## [STATED EXERCISE 1]
Decide whether each statement agrees with the Nick Hart profile below, answering yes or no and quoting the words of the profile that settle it. (a) The Spencer Hart brand takes its name from Hart's son. (b) Hart already knew Kiefer Sutherland before the Globes viewing party. (c) Sutherland buys from the Brook Street store when he stays at Claridge's.
## [STATED EXERCISE 2]
Write the next part of the Nick Hart profile below, picking up after its final sentence.

## [EXCERPT TO READ]

Appropriately enough for a conversation about his new diffusion line Hart Hollywood, Nick Hart just got back from his annual January sojourn in Los Angeles. To coincide with the Golden Globes, the founder of scalpel-sharp tailoring brand Spencer Hart – named after Hart’s son – set up shop in a bungalow at the Chateau Marmont, the infamous celebrity haunt. There, he outfitted an eclectic cast for the awards: everyone from Homeland actor Damian Lewis to Game of Thrones writer and producer Dan Weiss via Vampire Weekend frontman Ezra Koenig. Although Hart is by now acclimatised to such starry surroundings, the odd moment of surreality still ensues.

“We were having a viewing party for the Globes, playing music when the adverts were on, including lots of Bowie,” says Hart. “Then the news broke about him dying. I went out to the garden to have a slightly quieter time and saw an acquaintance of mine, so I said, ‘Have you heard?’ I suddenly realised that she was sitting with Kiefer Sutherland, who is a long-standing Spencer Hart client and was actually wearing one of our suits: he shops in our Brook Street store when he’s staying at Claridge’s and filming over here.” Hart had never met Sutherland before, but they soon got to talking: “He recorded a message on my friend’s voicemail so when you call it, Jack Bauer picks up.”

## [EXCERPTED RECORDS]

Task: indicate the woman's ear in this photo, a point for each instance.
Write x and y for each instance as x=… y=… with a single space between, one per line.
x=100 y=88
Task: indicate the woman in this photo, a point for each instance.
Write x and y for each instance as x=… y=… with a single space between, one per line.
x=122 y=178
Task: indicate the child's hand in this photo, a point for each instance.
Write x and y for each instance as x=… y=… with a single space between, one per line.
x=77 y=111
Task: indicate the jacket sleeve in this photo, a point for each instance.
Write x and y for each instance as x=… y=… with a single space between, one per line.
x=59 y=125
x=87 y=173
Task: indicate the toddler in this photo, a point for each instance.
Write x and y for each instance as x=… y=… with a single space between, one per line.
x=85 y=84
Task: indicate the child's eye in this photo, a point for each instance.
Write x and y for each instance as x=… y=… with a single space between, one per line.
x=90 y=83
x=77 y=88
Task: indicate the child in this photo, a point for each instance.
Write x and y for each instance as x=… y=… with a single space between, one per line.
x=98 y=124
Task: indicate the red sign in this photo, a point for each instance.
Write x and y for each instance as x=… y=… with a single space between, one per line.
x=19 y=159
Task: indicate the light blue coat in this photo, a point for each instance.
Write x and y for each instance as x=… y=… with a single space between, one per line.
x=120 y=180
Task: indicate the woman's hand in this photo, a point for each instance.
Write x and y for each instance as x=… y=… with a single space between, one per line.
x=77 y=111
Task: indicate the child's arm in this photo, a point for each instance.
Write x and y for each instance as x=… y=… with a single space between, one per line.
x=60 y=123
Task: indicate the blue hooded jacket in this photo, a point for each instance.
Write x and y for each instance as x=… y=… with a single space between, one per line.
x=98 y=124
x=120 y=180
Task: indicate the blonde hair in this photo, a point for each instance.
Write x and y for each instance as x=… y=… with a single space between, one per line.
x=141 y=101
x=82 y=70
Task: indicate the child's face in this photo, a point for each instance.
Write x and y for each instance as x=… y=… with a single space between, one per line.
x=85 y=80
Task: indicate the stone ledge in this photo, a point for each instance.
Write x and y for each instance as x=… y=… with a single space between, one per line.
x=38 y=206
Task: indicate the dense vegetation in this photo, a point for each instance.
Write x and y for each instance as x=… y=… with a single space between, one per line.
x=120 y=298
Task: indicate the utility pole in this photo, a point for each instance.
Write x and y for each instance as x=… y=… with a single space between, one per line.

## [WRITTEN ANSWER 1]
(a) Yes: "named after Hart’s son"
(b) No: "Hart had never met Sutherland before"
(c) Yes: "he shops in our Brook Street store when he’s staying at Claridge’s"

## [WRITTEN ANSWER 2]
The Chateau is notorious for excess, whether it’s funny man John Belushi overdosing in one of those bungalows, Led Zeppelin drummer John Bonham riding a Harley-Davidson through the lobby or Britney Spears being banned for smearing food on her face. Hart, however, is better known for restraint: his stylistic signature is a slick, dark suit in any colour – as long as it’s black or maybe midnight blue – with a fitted white shirt and a slim or ‘air’ tie.

“I suppose the aesthetic is ‘less is more’,” he says. The monochromatic thing, meanwhile, happened almost by accident. “When I started Spencer Hart, the thing that influenced me by far the most was bebop musicians in the late 1950s,” he says. “It just so happened that they were photographed mainly in black and white.” That also explains why Hart’s distinctive riff on classic tailoring has resonated with recording artists from Alex Turner to Bowie Himself.

As well as being inspired by the much-celebrated ensembles of the Rat Pack, Hart’s minimalism has its foundations in modernism. “If you go right back to architecture in Palm Springs in the 1940s, architects, musicians, creative people in general, have always taken classic things and subverted them,” he says. “The idea of wearing a very traditional white shirt, but without a tie, buttoned up to the neck, under a clean black suit, and maybe the lapel on the suit is very narrow, and the trousers are a little bit shorter… It’s just giving those things a slight edge.”

While his aesthetic is predominantly monochrome, it’s by no means one note. “We try to work in quite narrow parameters but create as much drama within them as possible,” he says. “For instance, playing on a white shirt by adding marcella [a cotton fabric similar to piqué] or pleated detailing but in a different way, or combining different fabrics.”

Those unshakable parameters – dark suit, white shirt – provide a rock-solid base on which to build a few flourishes, without the overall construction becoming too overwrought: “I’ve always been nervous of things appearing to try too hard.”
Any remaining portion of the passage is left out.